%%

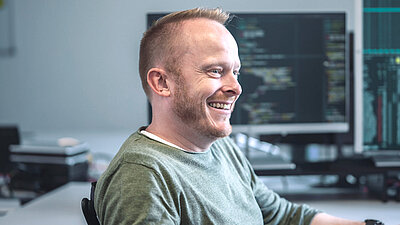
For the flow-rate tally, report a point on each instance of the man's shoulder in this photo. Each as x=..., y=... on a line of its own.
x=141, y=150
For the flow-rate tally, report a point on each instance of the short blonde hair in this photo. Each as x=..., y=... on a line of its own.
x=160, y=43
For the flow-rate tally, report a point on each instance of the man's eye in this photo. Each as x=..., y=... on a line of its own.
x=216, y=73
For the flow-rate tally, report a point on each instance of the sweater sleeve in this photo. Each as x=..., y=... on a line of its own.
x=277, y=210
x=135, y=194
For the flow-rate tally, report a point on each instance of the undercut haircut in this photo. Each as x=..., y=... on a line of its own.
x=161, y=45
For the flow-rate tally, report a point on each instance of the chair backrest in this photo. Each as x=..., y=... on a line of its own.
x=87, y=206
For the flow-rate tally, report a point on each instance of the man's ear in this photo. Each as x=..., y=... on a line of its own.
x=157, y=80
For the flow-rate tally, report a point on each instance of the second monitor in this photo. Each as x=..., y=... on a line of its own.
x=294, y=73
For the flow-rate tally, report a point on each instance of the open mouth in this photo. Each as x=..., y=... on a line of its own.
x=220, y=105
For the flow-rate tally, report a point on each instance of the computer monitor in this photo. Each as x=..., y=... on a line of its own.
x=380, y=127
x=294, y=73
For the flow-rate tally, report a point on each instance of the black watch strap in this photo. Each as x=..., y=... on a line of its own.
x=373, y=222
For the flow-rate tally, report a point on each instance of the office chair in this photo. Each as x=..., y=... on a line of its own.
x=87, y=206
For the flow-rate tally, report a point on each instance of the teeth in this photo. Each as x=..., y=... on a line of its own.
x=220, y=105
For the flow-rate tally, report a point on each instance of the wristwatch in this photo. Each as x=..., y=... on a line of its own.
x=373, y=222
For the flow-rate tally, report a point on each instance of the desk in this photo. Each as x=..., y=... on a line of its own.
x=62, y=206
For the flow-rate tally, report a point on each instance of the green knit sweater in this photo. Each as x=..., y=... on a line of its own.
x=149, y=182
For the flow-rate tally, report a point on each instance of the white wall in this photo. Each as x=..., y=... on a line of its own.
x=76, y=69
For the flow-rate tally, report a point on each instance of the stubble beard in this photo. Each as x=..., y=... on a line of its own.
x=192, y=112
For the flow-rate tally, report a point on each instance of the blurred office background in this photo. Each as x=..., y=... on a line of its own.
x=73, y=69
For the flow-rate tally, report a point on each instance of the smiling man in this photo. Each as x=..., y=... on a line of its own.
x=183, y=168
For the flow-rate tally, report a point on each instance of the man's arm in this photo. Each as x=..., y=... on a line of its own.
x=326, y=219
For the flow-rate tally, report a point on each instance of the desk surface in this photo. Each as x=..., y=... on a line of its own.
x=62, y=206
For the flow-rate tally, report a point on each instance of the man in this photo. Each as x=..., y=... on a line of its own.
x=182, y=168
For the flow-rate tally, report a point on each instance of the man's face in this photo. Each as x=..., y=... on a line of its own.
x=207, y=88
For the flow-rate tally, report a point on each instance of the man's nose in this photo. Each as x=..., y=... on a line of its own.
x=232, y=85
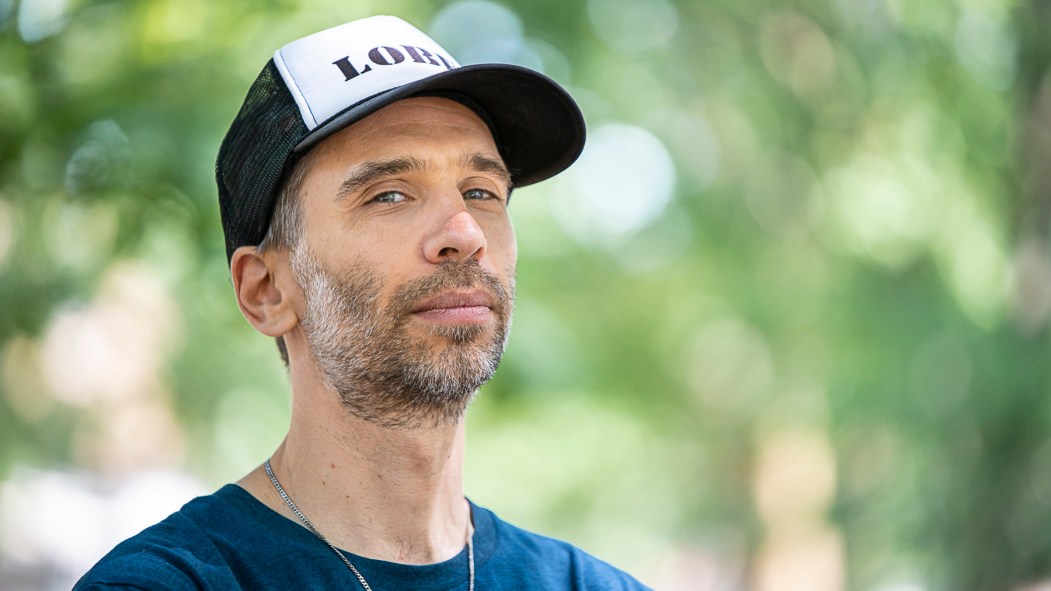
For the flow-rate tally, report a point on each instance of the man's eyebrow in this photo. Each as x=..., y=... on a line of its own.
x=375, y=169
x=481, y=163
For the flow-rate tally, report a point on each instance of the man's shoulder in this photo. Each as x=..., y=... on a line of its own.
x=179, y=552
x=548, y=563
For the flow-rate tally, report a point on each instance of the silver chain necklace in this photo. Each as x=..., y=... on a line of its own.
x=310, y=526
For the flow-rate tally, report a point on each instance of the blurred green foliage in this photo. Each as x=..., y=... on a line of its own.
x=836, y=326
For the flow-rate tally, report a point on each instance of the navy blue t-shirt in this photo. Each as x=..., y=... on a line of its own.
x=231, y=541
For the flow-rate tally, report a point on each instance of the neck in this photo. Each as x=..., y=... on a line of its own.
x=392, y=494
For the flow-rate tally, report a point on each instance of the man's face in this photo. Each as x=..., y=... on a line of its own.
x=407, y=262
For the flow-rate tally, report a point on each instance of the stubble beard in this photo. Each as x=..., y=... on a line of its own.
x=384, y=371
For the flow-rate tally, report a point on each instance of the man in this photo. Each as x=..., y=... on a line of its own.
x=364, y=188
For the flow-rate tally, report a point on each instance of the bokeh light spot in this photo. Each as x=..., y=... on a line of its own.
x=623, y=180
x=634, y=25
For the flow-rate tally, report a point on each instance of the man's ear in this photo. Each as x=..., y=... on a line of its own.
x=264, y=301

%%

» EXERCISE BRIEF
In the copy, every entry must appear exactly as written, and no picture may appear.

» WRITTEN RESPONSE
For the flow-rate tally, report a point on each instance of the man's shoulder in this photo. Each as x=..., y=... on a line of its own.
x=141, y=150
For the flow-rate tally, report a point on each instance of the short blonde hair in this photo. Each as x=..., y=... on a line of its own.
x=160, y=43
For the flow-rate tally, report a point on each instance of the man's eye in this photo. Each as x=..., y=... on a line of its own.
x=216, y=73
For the flow-rate tally, report a point on each instance of the sweater sleeve in this photo. Each as x=..., y=... on a line of its own.
x=277, y=210
x=135, y=194
For the flow-rate tally, report a point on each instance of the undercut haircut in this photo. Each as x=..., y=... on a line of its own.
x=161, y=45
For the flow-rate tally, report a point on each instance of the chair backrest in this photo. Each as x=..., y=... on a line of its own.
x=87, y=206
For the flow-rate tally, report a point on each instance of the man's ear in this photo. Each as x=..., y=... on a line of its own.
x=157, y=80
For the flow-rate tally, report a point on each instance of the second monitor in this photo. Each as x=..., y=... on a line of its own.
x=294, y=73
For the flow-rate tally, report a point on each instance of the open mouth in this photo. Each as x=..., y=... on a line of its own.
x=220, y=105
For the flow-rate tally, report a point on each instance of the computer monitor in this photo. Each as x=..., y=... on a line of its own.
x=380, y=127
x=294, y=73
For the flow-rate tally, report a point on each instance of the black watch strap in this photo. Each as x=..., y=... on a line of its own.
x=373, y=222
For the flow-rate tally, report a point on each instance of the office chair in this photo. Each as x=..., y=... on a line of its own.
x=87, y=206
For the flow-rate tally, report a point on each instance of the teeth in this photo. Each as x=..., y=... on a line of its own.
x=220, y=105
For the flow-rate tally, report a point on each instance of the wristwatch in this photo. Each as x=..., y=... on a line of its own.
x=373, y=222
For the flow-rate tally, report a point on each instance of the desk in this photo. Each as x=..., y=... on a line of its own.
x=62, y=206
For the flow-rate tally, report a point on each instance of the green knit sweater in this photo. Each as x=..., y=... on a line of its own.
x=149, y=182
For the flow-rate tally, report a point on each instance of the white wall in this photo. Each as x=..., y=... on a line of its own.
x=76, y=69
For the flow-rate tally, report a point on each instance of the stubble beard in this photo. Each as x=..., y=... on a line of its own.
x=192, y=112
For the flow-rate tally, report a point on each instance of the blurred office background in this photo. Each as x=..., y=... on a line of its own.
x=73, y=69
For the flow-rate tally, report a point on each instance of the smiling man in this photo. Each as x=..., y=... on a line of its own.
x=183, y=168
For the flow-rate tally, report a point on each instance of the man's arm in this photo. Each as x=..., y=... on a line of its own.
x=326, y=219
For the flow-rate tally, report a point on each instance of the desk surface in this photo. Each as x=..., y=... on a line of its own.
x=62, y=206
For the flow-rate tally, report a point on each instance of the man in this photo. Each as x=..., y=... on a line of its own.
x=182, y=168
For the flow-rate tally, report a point on each instance of the man's face in this photo. Each as x=..., y=... on a line of its own.
x=207, y=88
For the flow-rate tally, report a point on each instance of the man's nose in this photo. Each as x=..., y=... on a line of its own.
x=232, y=85
For the flow-rate tally, report a point on each instance of the man's eyebrow in this photo. Each as x=..., y=... on a line of its own.
x=375, y=169
x=481, y=163
For the flow-rate tally, report a point on each instance of the man's shoulder in this photo. Each as x=..., y=... on a line of its own.
x=179, y=552
x=548, y=563
For the flow-rate tally, report a point on each instance of the silver chain necklace in this photo. Each as x=..., y=... on a line of its own.
x=310, y=526
For the flow-rate tally, report a point on each instance of the blurred green foliage in this photo. Each as x=..., y=... on a line of its own.
x=836, y=326
For the flow-rate tally, report a point on each instance of the navy blue t-shirt in this photo. Each as x=..., y=... on a line of its own.
x=231, y=541
For the flow-rate tally, report a point on each instance of the neck in this photo. Each as x=..., y=... on a line of its own.
x=392, y=494
For the flow-rate tally, report a point on each instance of the man's face in this photo. Each as x=..., y=... on a line of its own.
x=407, y=262
For the flow-rate tally, report a point on each instance of the stubble beard in this photo. Each as x=..., y=... on a line of its own.
x=384, y=371
For the flow-rate tally, report a point on each instance of the man in this photo. Each as x=..., y=... on a line of its own.
x=364, y=188
For the flow-rate tally, report a point on each instance of the bokeh light spot in this photo. Each as x=..., y=... on a line of its own.
x=623, y=180
x=634, y=25
For the flow-rate tally, report a point on each instance of the man's ear in this photo. Each as x=..., y=... on a line of its own.
x=264, y=301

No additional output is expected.